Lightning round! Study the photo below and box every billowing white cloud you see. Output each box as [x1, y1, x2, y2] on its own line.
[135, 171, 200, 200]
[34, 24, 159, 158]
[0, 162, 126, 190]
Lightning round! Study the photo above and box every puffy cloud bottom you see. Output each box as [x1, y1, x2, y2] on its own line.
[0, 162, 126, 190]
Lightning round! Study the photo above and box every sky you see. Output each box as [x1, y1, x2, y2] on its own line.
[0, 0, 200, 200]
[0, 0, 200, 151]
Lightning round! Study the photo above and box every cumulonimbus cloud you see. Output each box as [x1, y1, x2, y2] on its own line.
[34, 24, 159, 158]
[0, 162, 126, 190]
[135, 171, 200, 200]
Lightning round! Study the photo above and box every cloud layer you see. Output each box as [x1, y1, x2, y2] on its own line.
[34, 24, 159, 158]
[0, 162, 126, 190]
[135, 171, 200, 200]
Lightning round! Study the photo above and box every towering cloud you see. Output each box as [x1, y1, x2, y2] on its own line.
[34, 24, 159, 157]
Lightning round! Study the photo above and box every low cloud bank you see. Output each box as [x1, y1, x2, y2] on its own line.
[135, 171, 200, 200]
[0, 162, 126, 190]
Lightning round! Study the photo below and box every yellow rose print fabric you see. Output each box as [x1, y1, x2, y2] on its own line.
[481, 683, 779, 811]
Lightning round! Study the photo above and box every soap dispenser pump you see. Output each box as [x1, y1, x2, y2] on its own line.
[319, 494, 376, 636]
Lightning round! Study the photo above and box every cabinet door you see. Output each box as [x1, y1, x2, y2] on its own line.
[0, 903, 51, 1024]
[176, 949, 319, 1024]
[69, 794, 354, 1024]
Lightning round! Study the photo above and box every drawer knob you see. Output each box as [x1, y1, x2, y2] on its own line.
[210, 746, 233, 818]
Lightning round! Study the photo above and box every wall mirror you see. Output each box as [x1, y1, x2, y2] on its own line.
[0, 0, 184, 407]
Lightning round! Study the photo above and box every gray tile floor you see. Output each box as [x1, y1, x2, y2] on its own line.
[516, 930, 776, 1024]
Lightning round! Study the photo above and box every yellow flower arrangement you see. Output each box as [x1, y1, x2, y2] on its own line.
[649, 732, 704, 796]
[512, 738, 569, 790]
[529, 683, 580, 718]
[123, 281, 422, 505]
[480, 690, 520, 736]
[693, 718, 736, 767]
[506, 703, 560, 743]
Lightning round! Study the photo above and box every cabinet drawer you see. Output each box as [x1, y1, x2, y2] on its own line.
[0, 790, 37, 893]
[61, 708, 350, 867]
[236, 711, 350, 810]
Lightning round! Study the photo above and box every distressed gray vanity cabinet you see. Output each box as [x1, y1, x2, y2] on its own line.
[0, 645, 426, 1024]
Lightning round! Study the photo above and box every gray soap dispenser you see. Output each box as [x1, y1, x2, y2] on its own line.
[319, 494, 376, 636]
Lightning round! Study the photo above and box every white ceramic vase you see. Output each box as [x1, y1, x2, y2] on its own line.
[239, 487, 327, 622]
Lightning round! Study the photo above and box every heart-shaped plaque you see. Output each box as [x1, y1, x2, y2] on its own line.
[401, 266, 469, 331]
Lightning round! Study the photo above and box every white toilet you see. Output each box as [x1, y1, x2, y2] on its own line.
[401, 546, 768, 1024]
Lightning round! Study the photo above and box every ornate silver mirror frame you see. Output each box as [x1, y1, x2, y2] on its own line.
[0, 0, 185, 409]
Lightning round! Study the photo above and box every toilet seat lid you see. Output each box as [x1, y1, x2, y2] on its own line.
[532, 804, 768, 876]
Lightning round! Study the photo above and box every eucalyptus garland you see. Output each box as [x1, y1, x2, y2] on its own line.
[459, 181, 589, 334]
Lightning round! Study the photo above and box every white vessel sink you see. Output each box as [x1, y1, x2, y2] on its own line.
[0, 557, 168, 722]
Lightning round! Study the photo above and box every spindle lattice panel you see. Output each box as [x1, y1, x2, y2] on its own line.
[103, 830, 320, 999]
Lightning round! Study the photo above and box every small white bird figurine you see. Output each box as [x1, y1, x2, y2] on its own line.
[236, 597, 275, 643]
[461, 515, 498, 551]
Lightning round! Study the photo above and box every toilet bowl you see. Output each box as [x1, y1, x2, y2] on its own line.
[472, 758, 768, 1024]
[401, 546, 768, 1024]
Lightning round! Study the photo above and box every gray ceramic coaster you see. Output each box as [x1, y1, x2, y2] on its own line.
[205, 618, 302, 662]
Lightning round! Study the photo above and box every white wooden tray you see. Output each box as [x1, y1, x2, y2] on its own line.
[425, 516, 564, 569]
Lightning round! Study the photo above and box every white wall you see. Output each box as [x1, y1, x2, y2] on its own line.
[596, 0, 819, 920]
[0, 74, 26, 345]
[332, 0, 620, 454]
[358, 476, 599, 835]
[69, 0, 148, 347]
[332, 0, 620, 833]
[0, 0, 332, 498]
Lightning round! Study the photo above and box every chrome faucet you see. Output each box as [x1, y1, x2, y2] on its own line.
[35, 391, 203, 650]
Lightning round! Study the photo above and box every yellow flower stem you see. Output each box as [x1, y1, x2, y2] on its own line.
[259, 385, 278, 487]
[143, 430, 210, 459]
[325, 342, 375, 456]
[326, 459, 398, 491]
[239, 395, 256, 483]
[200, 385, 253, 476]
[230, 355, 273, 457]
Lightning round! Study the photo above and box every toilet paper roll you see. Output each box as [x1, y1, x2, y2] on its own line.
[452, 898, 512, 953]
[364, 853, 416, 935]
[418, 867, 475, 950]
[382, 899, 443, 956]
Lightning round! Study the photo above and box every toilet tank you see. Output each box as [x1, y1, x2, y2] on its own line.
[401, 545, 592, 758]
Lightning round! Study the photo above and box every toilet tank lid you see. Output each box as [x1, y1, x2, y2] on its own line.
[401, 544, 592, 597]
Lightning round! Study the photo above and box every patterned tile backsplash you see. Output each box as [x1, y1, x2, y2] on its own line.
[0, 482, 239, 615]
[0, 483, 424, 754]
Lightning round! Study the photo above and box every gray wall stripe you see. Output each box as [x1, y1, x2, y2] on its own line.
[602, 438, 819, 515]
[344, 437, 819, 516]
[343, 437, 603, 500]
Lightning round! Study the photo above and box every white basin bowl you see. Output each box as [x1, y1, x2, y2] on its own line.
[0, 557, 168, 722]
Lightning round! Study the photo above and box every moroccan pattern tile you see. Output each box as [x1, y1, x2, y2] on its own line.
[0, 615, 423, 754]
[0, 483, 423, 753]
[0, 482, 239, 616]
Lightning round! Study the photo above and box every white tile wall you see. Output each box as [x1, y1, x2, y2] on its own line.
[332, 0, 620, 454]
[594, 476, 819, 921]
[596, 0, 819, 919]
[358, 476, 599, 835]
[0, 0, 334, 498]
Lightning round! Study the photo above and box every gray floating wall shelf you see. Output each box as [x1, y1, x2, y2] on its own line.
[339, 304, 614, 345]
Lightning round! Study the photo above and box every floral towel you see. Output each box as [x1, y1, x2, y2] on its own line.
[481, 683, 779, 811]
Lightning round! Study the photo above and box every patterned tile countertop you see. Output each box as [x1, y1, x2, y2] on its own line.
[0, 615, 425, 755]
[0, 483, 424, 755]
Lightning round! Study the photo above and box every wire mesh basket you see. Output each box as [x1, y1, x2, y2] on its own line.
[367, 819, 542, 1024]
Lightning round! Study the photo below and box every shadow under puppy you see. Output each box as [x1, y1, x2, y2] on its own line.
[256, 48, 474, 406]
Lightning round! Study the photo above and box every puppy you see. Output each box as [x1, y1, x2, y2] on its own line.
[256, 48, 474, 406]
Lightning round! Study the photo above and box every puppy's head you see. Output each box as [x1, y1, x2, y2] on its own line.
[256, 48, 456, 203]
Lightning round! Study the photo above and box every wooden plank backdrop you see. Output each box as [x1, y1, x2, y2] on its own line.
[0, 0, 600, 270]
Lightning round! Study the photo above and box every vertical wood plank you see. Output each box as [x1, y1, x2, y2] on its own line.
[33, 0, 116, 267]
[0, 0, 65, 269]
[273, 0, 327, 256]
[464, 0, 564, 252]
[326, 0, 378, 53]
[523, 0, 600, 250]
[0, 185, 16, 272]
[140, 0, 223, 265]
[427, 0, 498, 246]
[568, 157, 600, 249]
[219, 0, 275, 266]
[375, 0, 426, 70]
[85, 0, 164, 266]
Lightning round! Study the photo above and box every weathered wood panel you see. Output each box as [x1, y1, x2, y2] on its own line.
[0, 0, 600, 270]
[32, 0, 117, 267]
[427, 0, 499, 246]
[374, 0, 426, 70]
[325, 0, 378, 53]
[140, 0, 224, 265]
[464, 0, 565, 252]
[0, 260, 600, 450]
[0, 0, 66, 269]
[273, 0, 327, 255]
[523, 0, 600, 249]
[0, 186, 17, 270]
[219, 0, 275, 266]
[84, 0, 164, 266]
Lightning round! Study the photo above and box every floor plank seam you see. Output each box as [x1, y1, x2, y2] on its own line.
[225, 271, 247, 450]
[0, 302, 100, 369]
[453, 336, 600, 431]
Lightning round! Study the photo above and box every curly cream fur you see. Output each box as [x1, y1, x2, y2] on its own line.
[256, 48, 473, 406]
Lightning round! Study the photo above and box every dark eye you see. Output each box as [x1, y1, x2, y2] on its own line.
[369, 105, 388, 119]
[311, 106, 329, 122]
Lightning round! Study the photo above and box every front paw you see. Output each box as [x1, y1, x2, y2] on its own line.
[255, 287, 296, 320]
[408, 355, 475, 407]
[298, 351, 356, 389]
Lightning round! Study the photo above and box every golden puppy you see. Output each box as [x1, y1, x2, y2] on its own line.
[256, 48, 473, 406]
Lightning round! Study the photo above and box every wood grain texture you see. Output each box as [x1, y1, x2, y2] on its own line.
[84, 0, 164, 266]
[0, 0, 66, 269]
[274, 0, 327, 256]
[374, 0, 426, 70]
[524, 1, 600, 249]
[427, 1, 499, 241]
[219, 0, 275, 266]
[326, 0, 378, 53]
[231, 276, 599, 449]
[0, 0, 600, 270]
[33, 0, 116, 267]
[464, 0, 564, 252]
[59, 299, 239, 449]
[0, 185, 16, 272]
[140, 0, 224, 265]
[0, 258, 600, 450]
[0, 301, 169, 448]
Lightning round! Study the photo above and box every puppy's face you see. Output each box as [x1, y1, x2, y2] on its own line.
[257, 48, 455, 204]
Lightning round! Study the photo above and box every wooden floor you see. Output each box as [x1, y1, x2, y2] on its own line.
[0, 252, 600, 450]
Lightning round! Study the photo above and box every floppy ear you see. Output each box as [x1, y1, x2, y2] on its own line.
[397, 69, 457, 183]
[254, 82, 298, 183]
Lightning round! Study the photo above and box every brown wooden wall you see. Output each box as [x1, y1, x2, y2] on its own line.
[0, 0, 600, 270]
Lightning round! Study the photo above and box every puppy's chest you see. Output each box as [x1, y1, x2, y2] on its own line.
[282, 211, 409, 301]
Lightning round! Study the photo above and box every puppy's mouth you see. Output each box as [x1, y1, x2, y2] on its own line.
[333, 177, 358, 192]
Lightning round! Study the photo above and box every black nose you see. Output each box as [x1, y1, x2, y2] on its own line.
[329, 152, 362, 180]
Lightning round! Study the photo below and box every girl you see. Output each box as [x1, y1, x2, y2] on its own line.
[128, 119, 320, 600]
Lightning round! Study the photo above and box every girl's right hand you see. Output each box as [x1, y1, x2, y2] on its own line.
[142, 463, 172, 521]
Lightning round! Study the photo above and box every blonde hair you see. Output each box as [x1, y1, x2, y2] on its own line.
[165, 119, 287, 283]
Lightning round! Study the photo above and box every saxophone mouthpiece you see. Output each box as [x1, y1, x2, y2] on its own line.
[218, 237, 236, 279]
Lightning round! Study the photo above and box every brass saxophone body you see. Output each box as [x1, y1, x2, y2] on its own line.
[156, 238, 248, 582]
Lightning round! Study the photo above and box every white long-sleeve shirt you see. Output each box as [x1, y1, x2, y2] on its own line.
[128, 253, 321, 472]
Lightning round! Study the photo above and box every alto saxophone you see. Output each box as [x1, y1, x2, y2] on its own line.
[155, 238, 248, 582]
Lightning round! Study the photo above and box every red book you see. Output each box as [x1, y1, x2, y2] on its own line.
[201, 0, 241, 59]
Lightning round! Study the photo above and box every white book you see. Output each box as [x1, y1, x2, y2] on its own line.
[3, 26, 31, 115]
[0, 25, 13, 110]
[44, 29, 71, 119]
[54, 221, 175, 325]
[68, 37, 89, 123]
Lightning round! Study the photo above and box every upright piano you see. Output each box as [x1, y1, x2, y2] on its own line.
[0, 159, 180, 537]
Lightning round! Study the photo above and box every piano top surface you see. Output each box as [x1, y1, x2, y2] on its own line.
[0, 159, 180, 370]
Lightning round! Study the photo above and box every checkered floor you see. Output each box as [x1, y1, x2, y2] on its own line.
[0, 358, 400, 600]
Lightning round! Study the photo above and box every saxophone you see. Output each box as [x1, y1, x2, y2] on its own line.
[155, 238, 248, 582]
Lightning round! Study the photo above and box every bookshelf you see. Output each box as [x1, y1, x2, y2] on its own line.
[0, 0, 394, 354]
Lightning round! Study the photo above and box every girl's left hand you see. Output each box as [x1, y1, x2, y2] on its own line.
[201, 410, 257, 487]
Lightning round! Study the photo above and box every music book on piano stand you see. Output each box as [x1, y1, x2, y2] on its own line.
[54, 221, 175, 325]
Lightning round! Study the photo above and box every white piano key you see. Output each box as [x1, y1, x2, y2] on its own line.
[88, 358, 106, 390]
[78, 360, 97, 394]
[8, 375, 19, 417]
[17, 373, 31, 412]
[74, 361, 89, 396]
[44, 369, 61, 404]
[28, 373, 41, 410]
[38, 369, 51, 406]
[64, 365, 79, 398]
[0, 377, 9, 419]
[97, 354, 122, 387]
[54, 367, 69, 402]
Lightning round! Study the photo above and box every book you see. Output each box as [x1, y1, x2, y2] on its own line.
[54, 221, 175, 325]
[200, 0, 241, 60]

----------------

> WORK TO BE COMPLETED
Return the line that contains "every saxophone you" and all lines after it, verbatim, and nothing else.

> ANSWER
Lightning round! Study the photo above and box every saxophone you see. Output each box as [x1, y1, x2, y2] on its own line.
[155, 238, 248, 582]
Lightning round! Study the photo above and box every bookshelf you see. Output each box as [x1, y1, x2, y2] on its own line.
[0, 0, 394, 354]
Lightning round! Study the photo above and box every girl's left hand you see. Output each box as [x1, y1, x2, y2] on its own line.
[201, 410, 257, 487]
Lightning round! Study the photo above and box every music book on piano stand you see. Output each box as [x1, y1, x2, y2] on its own line.
[54, 221, 175, 325]
Lightning round! Study the photo above and box every white piano key you see. Output each box as [x1, y1, x2, y2] on its own line.
[88, 358, 106, 390]
[78, 360, 97, 394]
[8, 375, 19, 417]
[17, 373, 31, 412]
[74, 361, 89, 396]
[44, 369, 61, 404]
[28, 373, 41, 410]
[38, 369, 51, 406]
[64, 365, 79, 398]
[0, 377, 9, 419]
[97, 354, 122, 387]
[54, 367, 69, 402]
Lightning round! Study the photo above and box every book you see. Output each box as [x1, y1, x2, y2] on its own line.
[54, 221, 175, 325]
[200, 0, 241, 60]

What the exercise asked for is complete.